··· Page ···
One problem though - this won’t work for var definitions inside the struct, because they don’t have a self available to them, and may need to reason about it:
struct IntArray:
var ptr : Pointer[Int, Self_lifetime]
It isn’t clear to me how the compiler will remap this though. We’d have to pass in the pointer/reference instead of the struct type. An alternative is to not allow expressing this and require casts. We can start with that model and explore adding this as the basic design comes up.
Once we have references, we’ll want to add support for them in the property
reference and subscripting logic. For example, many types store their enclosed
values in memory: instead of having Pointer
and Array
types implement both
__getitem__
and __setitem__
(therefore being a "computed LValue") we'd much
rather them to expose a reference to the value already in memory (therefore
being more efficient). We can do this by allowing:
struct Pointer[type: AnyType, life: Lifetime]:
# This __getref__ returns a reference, so no setitem needed.
fn __getref__(self, offset: Int) -> mutref[life] type:
return __get_address_as_lvalue[life](...)
We will also need to extend the magic __get_address_as_lvalue
style functions
to take a lifetime.
This section attempts to build a few example data structures that are important to express with lifetimes. They obviously haven’t been tested.
··· Material supplied ···
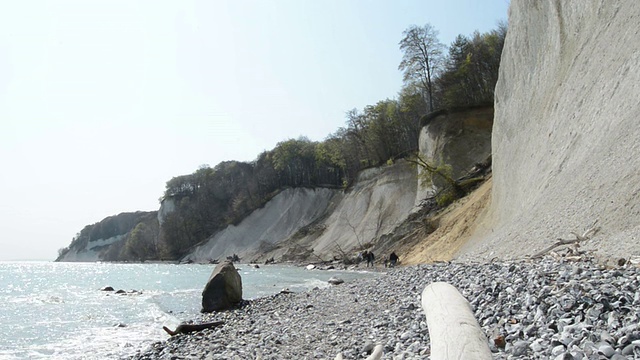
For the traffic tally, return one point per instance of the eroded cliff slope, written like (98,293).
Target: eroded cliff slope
(566,137)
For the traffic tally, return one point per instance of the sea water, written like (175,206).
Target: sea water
(57,310)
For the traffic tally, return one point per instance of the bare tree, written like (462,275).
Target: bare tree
(423,57)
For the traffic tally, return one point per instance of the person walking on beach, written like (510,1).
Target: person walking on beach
(370,258)
(393,259)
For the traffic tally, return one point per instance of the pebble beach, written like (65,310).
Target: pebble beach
(549,308)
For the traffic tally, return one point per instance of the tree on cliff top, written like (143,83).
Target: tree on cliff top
(422,58)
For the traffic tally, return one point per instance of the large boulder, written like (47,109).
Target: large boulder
(223,290)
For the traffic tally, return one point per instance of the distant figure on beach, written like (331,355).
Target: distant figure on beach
(370,258)
(393,259)
(362,256)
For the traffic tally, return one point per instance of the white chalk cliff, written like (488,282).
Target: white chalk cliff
(566,136)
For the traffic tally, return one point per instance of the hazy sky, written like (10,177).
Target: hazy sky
(102,102)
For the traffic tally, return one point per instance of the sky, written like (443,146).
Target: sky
(103,102)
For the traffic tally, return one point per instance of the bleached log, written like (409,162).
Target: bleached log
(189,328)
(453,330)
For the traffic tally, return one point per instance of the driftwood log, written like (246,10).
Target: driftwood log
(376,354)
(189,328)
(453,330)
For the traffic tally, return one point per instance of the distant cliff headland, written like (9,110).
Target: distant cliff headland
(367,186)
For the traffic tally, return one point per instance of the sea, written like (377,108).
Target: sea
(51,310)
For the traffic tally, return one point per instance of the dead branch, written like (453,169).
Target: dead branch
(579,238)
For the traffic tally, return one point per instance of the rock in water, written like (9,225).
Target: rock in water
(223,290)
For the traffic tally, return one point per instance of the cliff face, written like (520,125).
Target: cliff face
(459,138)
(566,142)
(105,240)
(306,224)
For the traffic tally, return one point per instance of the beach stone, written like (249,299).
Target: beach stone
(224,288)
(606,350)
(520,348)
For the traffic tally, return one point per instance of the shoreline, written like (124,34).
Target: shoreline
(543,309)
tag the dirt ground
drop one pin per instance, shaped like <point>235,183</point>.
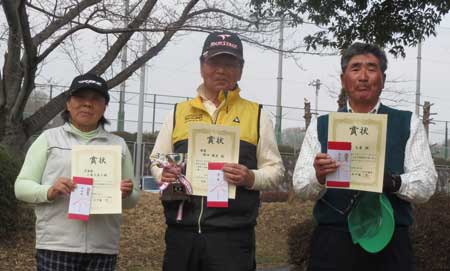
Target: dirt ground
<point>142,243</point>
<point>142,240</point>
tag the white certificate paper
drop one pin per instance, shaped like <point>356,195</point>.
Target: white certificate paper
<point>103,163</point>
<point>341,152</point>
<point>80,199</point>
<point>210,143</point>
<point>217,186</point>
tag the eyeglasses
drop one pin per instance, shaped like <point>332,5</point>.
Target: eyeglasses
<point>353,200</point>
<point>226,63</point>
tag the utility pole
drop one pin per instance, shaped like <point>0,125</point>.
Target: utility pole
<point>138,154</point>
<point>316,83</point>
<point>419,61</point>
<point>307,115</point>
<point>279,83</point>
<point>426,116</point>
<point>121,113</point>
<point>446,141</point>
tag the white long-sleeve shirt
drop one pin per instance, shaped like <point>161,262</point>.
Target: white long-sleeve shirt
<point>418,180</point>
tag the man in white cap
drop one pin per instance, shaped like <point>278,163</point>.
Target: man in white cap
<point>207,238</point>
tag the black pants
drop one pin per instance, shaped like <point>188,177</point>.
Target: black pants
<point>332,249</point>
<point>227,250</point>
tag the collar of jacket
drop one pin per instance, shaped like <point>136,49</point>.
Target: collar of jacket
<point>225,97</point>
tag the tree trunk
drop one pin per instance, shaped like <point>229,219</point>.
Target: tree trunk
<point>13,136</point>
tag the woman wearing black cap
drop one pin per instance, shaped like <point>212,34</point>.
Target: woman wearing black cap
<point>62,243</point>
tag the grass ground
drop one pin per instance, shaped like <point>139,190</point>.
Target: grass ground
<point>142,240</point>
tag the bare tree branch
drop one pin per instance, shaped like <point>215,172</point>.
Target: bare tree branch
<point>68,17</point>
<point>28,63</point>
<point>44,114</point>
<point>115,49</point>
<point>12,71</point>
<point>58,42</point>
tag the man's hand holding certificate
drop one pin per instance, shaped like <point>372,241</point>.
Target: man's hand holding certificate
<point>367,135</point>
<point>341,152</point>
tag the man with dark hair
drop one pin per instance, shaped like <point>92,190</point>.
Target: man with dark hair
<point>410,176</point>
<point>213,239</point>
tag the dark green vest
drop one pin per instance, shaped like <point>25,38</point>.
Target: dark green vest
<point>398,130</point>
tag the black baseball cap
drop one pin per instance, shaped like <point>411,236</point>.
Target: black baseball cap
<point>89,81</point>
<point>218,43</point>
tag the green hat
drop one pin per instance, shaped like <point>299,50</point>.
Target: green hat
<point>371,222</point>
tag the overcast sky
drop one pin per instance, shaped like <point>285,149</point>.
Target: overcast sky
<point>175,71</point>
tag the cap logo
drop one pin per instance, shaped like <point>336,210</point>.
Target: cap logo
<point>224,36</point>
<point>87,81</point>
<point>223,43</point>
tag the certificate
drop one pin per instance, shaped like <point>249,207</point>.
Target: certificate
<point>210,143</point>
<point>367,134</point>
<point>103,163</point>
<point>80,199</point>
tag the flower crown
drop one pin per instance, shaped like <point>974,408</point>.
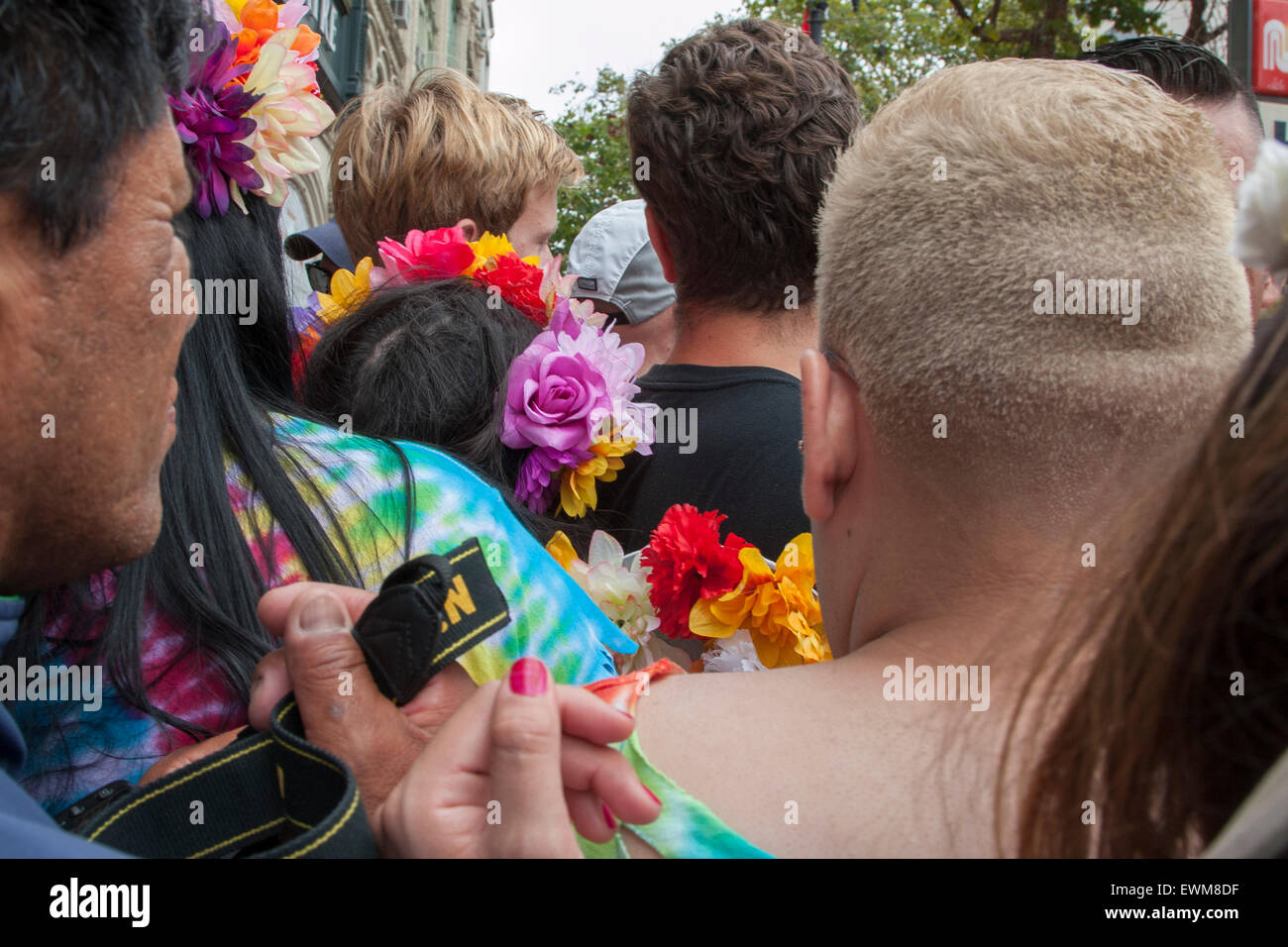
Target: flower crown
<point>252,105</point>
<point>570,397</point>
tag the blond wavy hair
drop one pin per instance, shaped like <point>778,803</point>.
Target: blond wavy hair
<point>437,153</point>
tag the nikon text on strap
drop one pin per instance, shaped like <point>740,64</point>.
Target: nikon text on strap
<point>274,795</point>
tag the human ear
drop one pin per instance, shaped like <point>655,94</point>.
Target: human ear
<point>829,414</point>
<point>660,245</point>
<point>469,228</point>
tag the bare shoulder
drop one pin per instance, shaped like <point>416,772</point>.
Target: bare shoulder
<point>809,762</point>
<point>754,748</point>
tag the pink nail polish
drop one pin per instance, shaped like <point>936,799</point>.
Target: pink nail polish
<point>528,677</point>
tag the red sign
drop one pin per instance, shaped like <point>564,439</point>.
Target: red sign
<point>1270,47</point>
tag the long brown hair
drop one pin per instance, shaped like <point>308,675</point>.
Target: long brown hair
<point>1184,705</point>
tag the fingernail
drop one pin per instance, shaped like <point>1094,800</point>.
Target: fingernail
<point>323,613</point>
<point>528,677</point>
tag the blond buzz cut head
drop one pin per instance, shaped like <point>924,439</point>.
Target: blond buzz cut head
<point>1025,264</point>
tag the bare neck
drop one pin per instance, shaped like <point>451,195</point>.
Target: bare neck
<point>724,337</point>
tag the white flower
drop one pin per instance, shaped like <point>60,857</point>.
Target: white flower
<point>1261,235</point>
<point>617,587</point>
<point>733,654</point>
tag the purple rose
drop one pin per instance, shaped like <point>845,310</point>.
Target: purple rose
<point>553,398</point>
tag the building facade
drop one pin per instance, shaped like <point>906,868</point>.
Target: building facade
<point>368,43</point>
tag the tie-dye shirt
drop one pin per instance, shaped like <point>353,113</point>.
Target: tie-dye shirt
<point>686,827</point>
<point>364,483</point>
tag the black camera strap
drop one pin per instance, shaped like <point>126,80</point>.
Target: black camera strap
<point>275,795</point>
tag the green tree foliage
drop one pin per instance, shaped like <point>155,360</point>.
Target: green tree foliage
<point>885,47</point>
<point>593,125</point>
<point>889,44</point>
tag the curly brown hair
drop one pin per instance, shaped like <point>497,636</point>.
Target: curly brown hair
<point>741,127</point>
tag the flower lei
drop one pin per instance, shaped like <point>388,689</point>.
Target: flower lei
<point>252,105</point>
<point>570,395</point>
<point>687,582</point>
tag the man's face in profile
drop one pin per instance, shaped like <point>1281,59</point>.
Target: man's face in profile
<point>89,385</point>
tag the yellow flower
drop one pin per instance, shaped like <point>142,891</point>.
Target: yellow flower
<point>348,290</point>
<point>578,488</point>
<point>489,247</point>
<point>561,548</point>
<point>785,617</point>
<point>777,605</point>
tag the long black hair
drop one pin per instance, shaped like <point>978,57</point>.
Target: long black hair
<point>424,363</point>
<point>429,363</point>
<point>218,410</point>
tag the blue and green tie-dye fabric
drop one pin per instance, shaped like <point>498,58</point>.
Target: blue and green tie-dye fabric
<point>364,484</point>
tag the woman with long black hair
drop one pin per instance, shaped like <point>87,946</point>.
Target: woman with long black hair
<point>254,499</point>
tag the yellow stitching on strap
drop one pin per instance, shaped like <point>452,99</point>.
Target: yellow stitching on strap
<point>237,838</point>
<point>334,828</point>
<point>467,554</point>
<point>476,633</point>
<point>193,775</point>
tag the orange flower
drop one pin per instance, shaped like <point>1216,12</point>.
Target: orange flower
<point>778,607</point>
<point>259,22</point>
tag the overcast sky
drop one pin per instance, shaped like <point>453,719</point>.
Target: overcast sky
<point>542,43</point>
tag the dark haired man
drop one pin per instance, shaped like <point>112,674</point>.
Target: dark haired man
<point>1193,73</point>
<point>91,175</point>
<point>733,140</point>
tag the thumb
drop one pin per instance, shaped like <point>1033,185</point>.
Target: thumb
<point>526,768</point>
<point>340,705</point>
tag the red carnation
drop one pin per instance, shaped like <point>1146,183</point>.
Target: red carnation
<point>687,562</point>
<point>519,283</point>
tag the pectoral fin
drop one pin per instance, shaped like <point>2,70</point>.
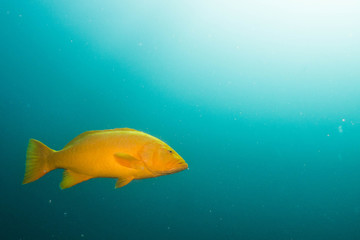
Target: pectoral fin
<point>123,181</point>
<point>129,161</point>
<point>71,178</point>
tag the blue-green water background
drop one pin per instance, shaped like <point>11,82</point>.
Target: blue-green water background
<point>260,98</point>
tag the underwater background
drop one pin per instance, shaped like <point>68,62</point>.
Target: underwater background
<point>261,98</point>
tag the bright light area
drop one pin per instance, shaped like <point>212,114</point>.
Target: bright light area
<point>236,54</point>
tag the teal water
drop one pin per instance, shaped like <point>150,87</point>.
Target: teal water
<point>261,98</point>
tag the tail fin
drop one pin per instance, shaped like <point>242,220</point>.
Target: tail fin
<point>36,161</point>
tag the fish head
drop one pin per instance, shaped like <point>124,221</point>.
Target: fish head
<point>165,160</point>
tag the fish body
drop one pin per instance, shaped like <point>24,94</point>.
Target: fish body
<point>124,153</point>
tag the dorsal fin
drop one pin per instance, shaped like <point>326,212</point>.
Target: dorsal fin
<point>80,136</point>
<point>84,134</point>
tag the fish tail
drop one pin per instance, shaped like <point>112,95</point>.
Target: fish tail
<point>37,164</point>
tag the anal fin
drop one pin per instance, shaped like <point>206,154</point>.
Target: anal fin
<point>123,181</point>
<point>129,161</point>
<point>71,178</point>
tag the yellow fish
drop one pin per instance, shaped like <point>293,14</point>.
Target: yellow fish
<point>123,153</point>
···
Short problem A — Write out the part of the lifetimes excerpt starting at "One problem though" and ending at "design comes up.".
Short problem B — Continue the lifetimes excerpt from the point where it stops.
The items are separate from the lifetimes excerpt.

Task answer A —
One problem though - this won’t work for var definitions inside the struct, because they don’t have a self available to them, and may need to reason about it:
struct IntArray:
var ptr : Pointer[Int, Self_lifetime]
It isn’t clear to me how the compiler will remap this though. We’d have to pass in the pointer/reference instead of the struct type. An alternative is to not allow expressing this and require casts. We can start with that model and explore adding this as the basic design comes up.

Task answer B —
This is the bottom of the stack and needs to interface with other unsafe features. Suggested model is to make Pointer be parameterized on the lifetime that it needs to work with as well as element type:
@value
@register_passable("trivial")
struct MutablePointer[type: AnyType, life: Lifetime]:
alias pointer_type = __mlir_type[...]
var address: pointer_type
fn __init__() -> Self: ...
fn __init__(address: pointer_type) -> Self: ...
# Should this be an __init__ to allow implicit conversions?
@static_method
fn address_of(arg: mutref[life] type) -> Self:
...
fn __getitem__(self, offset: Int) -> inout[life] type:
...
@staticmethod
fn alloc(count: Int) -> Self: ...
fn free(self): ...
fn exercise_pointer():
# Allocated untracked data with static/immortal lifetime.
let ptr = MutablePointer[Int, __static_lifetime].alloc(42)
# Use extended getitem through reference to support setter.
ptr[4] = 7
var localInt = 19
let ptr2 = MutablePointer.address_of(localInt)
ptr2[0] += 1 # increment localInt
# ERROR: Cannot mutate localInt while ptr2 lifetime is live
localInt += 1
use(ptr2)
It’s not clear to me if we need to have a split between Pointer
and
MutablePointer
like Swift does. It will depend on details of how the
CheckLifetimes pass works - I’m hoping/expecting that the borrow checker will
allow mutable references to overlap with other references iff that reference is
only loaded and not mutated. NOTE: We probably won't be able to do this with the
proposed model, because generics can't be variant over mutability of the
reference.
Another aspect of the model we should consider is whether we should have an
UnsafePointer
that allows unchecked address arithmetic, but have a safe
Reference
type that just allows dereferencing. This Reference
type would be
completely safe when constructed from language references, which is pretty cool.
We may also want to wire up the prefix star operator into a dunder method.
ArraySlice
(aka ArrayRef
in LLVM) should compose on top of this:
@value
@register_passable("trivial")
struct MutableArraySlice[type: AnyType, life: Lifetime]:
var ptr: MutablePointer[type, life]
var size: Int
fn __init__() -> Self:
fn __init__(ptr: MutablePointer[type, life], size: Int) -> Self:
# All the normal slicing operations etc, with bounds checks.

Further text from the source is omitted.